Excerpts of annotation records
----------------------------------------

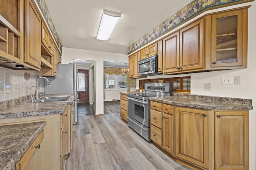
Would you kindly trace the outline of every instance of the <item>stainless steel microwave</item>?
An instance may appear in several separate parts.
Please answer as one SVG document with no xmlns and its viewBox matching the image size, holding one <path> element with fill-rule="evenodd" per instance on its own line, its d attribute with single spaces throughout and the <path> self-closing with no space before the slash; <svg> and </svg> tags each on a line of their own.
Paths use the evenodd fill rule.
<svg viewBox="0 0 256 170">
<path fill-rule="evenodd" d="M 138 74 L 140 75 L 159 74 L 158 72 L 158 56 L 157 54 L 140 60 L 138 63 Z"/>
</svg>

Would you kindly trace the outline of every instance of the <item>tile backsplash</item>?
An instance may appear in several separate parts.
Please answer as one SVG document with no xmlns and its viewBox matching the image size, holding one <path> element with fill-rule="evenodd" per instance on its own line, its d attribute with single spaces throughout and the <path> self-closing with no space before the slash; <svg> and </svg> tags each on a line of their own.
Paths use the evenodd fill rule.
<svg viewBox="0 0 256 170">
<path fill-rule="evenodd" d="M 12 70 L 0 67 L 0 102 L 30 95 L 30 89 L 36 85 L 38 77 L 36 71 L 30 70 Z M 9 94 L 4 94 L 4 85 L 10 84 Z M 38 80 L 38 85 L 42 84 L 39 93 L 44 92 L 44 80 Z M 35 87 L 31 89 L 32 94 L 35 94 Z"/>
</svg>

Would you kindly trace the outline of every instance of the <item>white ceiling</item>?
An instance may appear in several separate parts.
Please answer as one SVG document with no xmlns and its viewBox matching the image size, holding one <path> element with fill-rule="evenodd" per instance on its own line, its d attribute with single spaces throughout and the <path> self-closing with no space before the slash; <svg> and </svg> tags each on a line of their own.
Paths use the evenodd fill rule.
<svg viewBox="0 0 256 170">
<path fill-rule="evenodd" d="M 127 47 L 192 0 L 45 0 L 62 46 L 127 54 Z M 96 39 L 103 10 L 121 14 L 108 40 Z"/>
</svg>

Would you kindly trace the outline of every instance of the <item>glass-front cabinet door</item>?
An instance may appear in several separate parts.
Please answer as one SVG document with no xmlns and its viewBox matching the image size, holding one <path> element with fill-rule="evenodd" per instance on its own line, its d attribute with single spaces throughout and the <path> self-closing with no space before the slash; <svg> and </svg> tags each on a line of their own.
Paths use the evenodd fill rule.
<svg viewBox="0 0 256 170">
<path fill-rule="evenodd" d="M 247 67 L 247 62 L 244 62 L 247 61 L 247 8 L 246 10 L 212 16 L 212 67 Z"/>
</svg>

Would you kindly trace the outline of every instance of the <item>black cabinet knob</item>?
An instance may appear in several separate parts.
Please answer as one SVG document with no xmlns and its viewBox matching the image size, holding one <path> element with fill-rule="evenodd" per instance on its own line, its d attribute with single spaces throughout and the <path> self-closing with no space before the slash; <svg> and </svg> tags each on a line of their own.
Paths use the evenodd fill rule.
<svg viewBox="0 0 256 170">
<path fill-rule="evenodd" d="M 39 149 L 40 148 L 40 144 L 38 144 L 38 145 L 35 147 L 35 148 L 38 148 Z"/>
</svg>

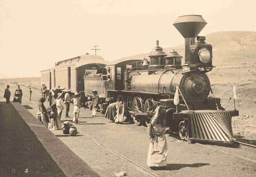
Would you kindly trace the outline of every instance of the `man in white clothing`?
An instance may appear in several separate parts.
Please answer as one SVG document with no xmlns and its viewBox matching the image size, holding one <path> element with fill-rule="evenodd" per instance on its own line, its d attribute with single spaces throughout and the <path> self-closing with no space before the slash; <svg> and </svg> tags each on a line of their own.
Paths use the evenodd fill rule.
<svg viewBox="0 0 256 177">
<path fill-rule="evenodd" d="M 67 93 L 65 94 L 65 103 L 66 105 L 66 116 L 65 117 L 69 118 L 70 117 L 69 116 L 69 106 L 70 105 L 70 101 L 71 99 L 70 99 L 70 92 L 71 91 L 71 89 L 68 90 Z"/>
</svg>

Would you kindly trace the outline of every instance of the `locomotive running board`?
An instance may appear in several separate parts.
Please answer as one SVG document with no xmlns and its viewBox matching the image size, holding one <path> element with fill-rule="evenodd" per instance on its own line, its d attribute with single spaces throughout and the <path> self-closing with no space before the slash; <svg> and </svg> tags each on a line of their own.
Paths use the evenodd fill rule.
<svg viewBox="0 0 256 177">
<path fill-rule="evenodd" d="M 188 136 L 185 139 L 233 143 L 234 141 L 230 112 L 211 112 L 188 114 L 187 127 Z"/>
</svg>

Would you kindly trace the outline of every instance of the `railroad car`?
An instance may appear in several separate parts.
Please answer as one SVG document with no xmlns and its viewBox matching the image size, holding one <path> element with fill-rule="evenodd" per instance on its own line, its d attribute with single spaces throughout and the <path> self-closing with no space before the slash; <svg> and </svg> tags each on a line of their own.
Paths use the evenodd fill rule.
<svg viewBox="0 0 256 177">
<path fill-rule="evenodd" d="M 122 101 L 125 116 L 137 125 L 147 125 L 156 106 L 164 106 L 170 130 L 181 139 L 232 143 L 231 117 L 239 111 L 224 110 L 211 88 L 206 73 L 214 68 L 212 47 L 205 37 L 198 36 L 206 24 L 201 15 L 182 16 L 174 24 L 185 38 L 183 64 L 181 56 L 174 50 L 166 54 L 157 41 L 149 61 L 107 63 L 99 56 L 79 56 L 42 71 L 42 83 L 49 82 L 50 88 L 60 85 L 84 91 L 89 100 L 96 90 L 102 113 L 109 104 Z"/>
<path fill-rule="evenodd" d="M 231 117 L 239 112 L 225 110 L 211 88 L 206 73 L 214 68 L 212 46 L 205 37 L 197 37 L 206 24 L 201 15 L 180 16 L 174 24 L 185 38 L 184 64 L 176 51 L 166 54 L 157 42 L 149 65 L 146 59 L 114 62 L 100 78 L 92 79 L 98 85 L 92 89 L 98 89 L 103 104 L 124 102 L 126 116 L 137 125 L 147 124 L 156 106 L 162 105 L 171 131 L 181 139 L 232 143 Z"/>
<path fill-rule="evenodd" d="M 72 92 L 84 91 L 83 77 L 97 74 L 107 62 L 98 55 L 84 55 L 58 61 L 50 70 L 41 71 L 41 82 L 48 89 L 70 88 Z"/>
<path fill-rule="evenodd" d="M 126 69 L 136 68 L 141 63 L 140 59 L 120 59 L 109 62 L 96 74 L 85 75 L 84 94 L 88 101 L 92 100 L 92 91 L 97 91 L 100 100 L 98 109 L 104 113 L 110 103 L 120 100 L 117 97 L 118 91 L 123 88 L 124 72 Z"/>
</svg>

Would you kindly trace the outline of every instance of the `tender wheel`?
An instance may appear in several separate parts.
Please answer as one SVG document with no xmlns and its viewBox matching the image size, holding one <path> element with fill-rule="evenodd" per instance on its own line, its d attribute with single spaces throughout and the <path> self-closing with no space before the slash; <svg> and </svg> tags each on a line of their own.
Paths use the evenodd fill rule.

----------------------------------------

To be done: Print out the whole of the material word for word, without pictures.

Written response:
Would you kindly trace the outline of every instance of the <item>stainless steel microwave</item>?
An instance may appear in several separate parts.
Please answer as one SVG document with no xmlns and its viewBox matching the image size, holding one <path> element with fill-rule="evenodd" per instance on its own line, its d attribute with single spaces throughout and the <path> self-closing with no space before the slash; <svg> and </svg> tags each on a line of their own.
Paths use the evenodd fill rule.
<svg viewBox="0 0 256 170">
<path fill-rule="evenodd" d="M 138 74 L 140 75 L 159 74 L 158 72 L 158 56 L 157 54 L 140 60 L 138 63 Z"/>
</svg>

Would you kindly trace the outline of every instance of the <item>tile backsplash</item>?
An instance may appear in several separate parts.
Please answer as one SVG document with no xmlns and its viewBox matching the image size, holding one <path> element with fill-rule="evenodd" per instance on its own line, its d attribute with single spaces throughout and the <path> self-closing with no space before the slash; <svg> and </svg> tags each on a line of their own.
Paths use the evenodd fill rule.
<svg viewBox="0 0 256 170">
<path fill-rule="evenodd" d="M 12 70 L 0 67 L 0 102 L 30 95 L 30 89 L 36 85 L 38 77 L 36 71 L 30 70 Z M 9 94 L 4 94 L 4 85 L 10 84 Z M 38 80 L 38 85 L 42 84 L 39 93 L 44 92 L 44 80 Z M 35 87 L 31 89 L 32 94 L 35 94 Z"/>
</svg>

Would you kindly trace the outline of every instance of the <item>white ceiling</item>?
An instance may appear in several separate parts.
Please answer as one SVG document with no xmlns and its viewBox matching the image size, holding one <path> element with fill-rule="evenodd" per instance on its own line, its d attribute with single spaces throughout and the <path> self-closing with no space before the slash; <svg> and </svg> tags each on a line of their own.
Paths use the evenodd fill rule.
<svg viewBox="0 0 256 170">
<path fill-rule="evenodd" d="M 127 47 L 192 0 L 45 0 L 62 46 L 127 54 Z M 96 39 L 103 10 L 121 14 L 108 40 Z"/>
</svg>

Would you kindly trace the outline of every instance of the <item>glass-front cabinet door</item>?
An instance may appear in several separate parts.
Please answer as one SVG document with no xmlns and its viewBox matching the image size, holding one <path> element with fill-rule="evenodd" per instance on its own line, its d attribute with single spaces throughout and the <path> self-closing with no space before the slash; <svg> and </svg> tags each on a line of their own.
Paths use the evenodd fill rule.
<svg viewBox="0 0 256 170">
<path fill-rule="evenodd" d="M 247 67 L 247 62 L 244 62 L 247 61 L 247 8 L 246 10 L 212 16 L 212 67 Z"/>
</svg>

Would you kindly trace the outline of every instance of the <item>black cabinet knob</item>?
An instance may appear in several separate parts.
Please answer as one SVG document with no xmlns and its viewBox matching the image size, holding one <path> element with fill-rule="evenodd" per instance on its own line, its d attribute with single spaces throughout and the <path> self-closing with no space before the slash; <svg> and </svg> tags each on a line of their own.
Paths use the evenodd fill rule.
<svg viewBox="0 0 256 170">
<path fill-rule="evenodd" d="M 39 149 L 40 148 L 40 144 L 38 144 L 38 145 L 35 147 L 35 148 L 38 148 Z"/>
</svg>

Would you kindly trace the outline of every instance of the `man in white clothing`?
An instance may appear in several separate parts.
Please answer as one SVG document with no xmlns and its viewBox matching the image size, holding one <path> element with fill-rule="evenodd" per instance on its own line, its d attribute with single spaces throughout and the <path> self-closing with no space before the slash; <svg> and </svg> tags each on a line of their own.
Paths use the evenodd fill rule.
<svg viewBox="0 0 256 177">
<path fill-rule="evenodd" d="M 67 93 L 65 94 L 65 103 L 66 105 L 66 116 L 65 117 L 69 118 L 70 117 L 69 116 L 69 106 L 70 105 L 70 101 L 71 99 L 70 99 L 70 92 L 71 91 L 71 89 L 68 90 Z"/>
</svg>

Would you kindly trace the outline of every instance of the `locomotive running board`?
An instance may appear in several separate parts.
Please answer as one SVG document with no xmlns and its viewBox matching the image size, holding one <path> element with fill-rule="evenodd" per instance on its own line, its d attribute with single spaces throughout and the <path> self-closing with no space before the slash; <svg> and </svg> tags each on a line of their own.
Paths use the evenodd fill rule.
<svg viewBox="0 0 256 177">
<path fill-rule="evenodd" d="M 188 136 L 185 139 L 233 143 L 234 141 L 230 112 L 211 112 L 188 114 L 187 127 Z"/>
</svg>

Would you kindly trace the outline of every instance of the `railroad car`?
An instance may appear in several separate parts.
Please answer as one SVG document with no xmlns and its viewBox matching the image size, holding one <path> element with fill-rule="evenodd" per instance on its own line, its d attribute with single spaces throughout and the <path> self-closing with no space before the slash; <svg> and </svg> tags each on a line of their own.
Paths use the evenodd fill rule.
<svg viewBox="0 0 256 177">
<path fill-rule="evenodd" d="M 122 101 L 125 116 L 137 125 L 147 125 L 156 106 L 164 106 L 170 130 L 181 139 L 232 143 L 231 117 L 239 111 L 224 110 L 211 88 L 206 73 L 214 68 L 212 47 L 205 37 L 198 36 L 206 24 L 201 15 L 182 16 L 174 24 L 185 38 L 183 64 L 181 56 L 174 50 L 166 54 L 157 41 L 149 61 L 107 63 L 99 56 L 79 56 L 42 71 L 42 83 L 49 82 L 50 88 L 60 85 L 84 91 L 89 100 L 96 90 L 102 113 L 109 104 Z"/>
<path fill-rule="evenodd" d="M 231 117 L 239 112 L 225 110 L 211 88 L 206 73 L 214 68 L 212 46 L 205 37 L 197 37 L 206 24 L 201 15 L 180 16 L 174 24 L 185 38 L 184 64 L 176 51 L 166 54 L 157 42 L 149 65 L 146 59 L 114 62 L 100 78 L 92 79 L 98 85 L 92 89 L 98 89 L 103 104 L 124 102 L 126 116 L 137 125 L 147 124 L 156 106 L 162 105 L 171 131 L 181 139 L 232 143 Z"/>
<path fill-rule="evenodd" d="M 72 92 L 84 91 L 83 77 L 97 74 L 107 62 L 98 55 L 84 55 L 58 61 L 50 70 L 41 71 L 41 82 L 48 89 L 70 88 Z"/>
<path fill-rule="evenodd" d="M 126 69 L 136 68 L 141 63 L 140 59 L 120 59 L 109 62 L 96 74 L 85 75 L 84 94 L 88 101 L 92 100 L 92 91 L 97 91 L 100 100 L 98 109 L 104 113 L 110 103 L 120 100 L 117 97 L 118 91 L 123 88 L 124 72 Z"/>
</svg>

Would you kindly trace the outline of every instance of the `tender wheel`?
An instance may appear in several separate parts.
Please answer as one SVG document with no xmlns and its viewBox matching the image size, holding one <path> element with fill-rule="evenodd" per instance on its own line, its d attribute with single spaces throughout and the <path> self-closing with no space before the slash; <svg> and </svg> tags each on a line of their own.
Paths use the evenodd fill rule.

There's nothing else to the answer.